*** Opening Excerpted text ***

The MV Modern Express was a Panama-registered car carrier that developed a list in the Bay of Biscay in January 2016, while carrying earthmoving equipment, trucks and logs. It was a Pure Car Truck Carrier (PCTC) built in 2001 in South Korea, managed by Cido Shipping.

== January 2016 shipwreck ==

On 26 January 2016, Modern Express was en route to Le Havre, France carrying 3,600 tons of earthmoving equipment, and logs. Heavy winds caused it to develop a 40° list while sailing on the Bay of Biscay, 150 nautical miles off the coast of Spain. Salvamento Maritimo responded to its "mayday" call. By the afternoon of January 26, all 22 crew were carried to safety by two Spanish helicopters. An immediate rescue operation was needed because the ship, now adrift, was heading towards the French coast, carried by the strong current and wind. There was great concern that it could run aground and cause an environmental disaster.

When weather improved on 1 February 2016, a second attempt by SMIT Salvage, a Dutch company, successfully attached a tow line. The ship was towed to Bilbao, Spain where it was brought upright, over three weeks, using its ballast tanks.

Maritime Executive, the ship's management, reported Modern Express's arrival in the shipbreaking port of Aliağa, Turkey, apparently confirming it would be scrapped rather than repaired.

*** Closing Excerpted text ***
*** Opening Data extracts ***

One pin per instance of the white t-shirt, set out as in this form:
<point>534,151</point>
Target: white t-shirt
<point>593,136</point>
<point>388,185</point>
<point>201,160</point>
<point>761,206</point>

*** Closing Data extracts ***

§ Activity:
In the passage on the Modern Express, rewrite the part that opens with the words containing "On 26 January" and closes with "an environmental disaster.", substituting "aircraft" for "helicopters".

§ Response to this task:
On 26 January 2016, Modern Express was en route to Le Havre, France carrying 3,600 tons of earthmoving equipment, and logs. Heavy winds caused it to develop a 40° list while sailing on the Bay of Biscay, 150 nautical miles off the coast of Spain. Salvamento Maritimo responded to its "mayday" call. By the afternoon of January 26, all 22 crew were carried to safety by two Spanish aircraft. An immediate rescue operation was needed because the ship, now adrift, was heading towards the French coast, carried by the strong current and wind. There was great concern that it could run aground and cause an environmental disaster.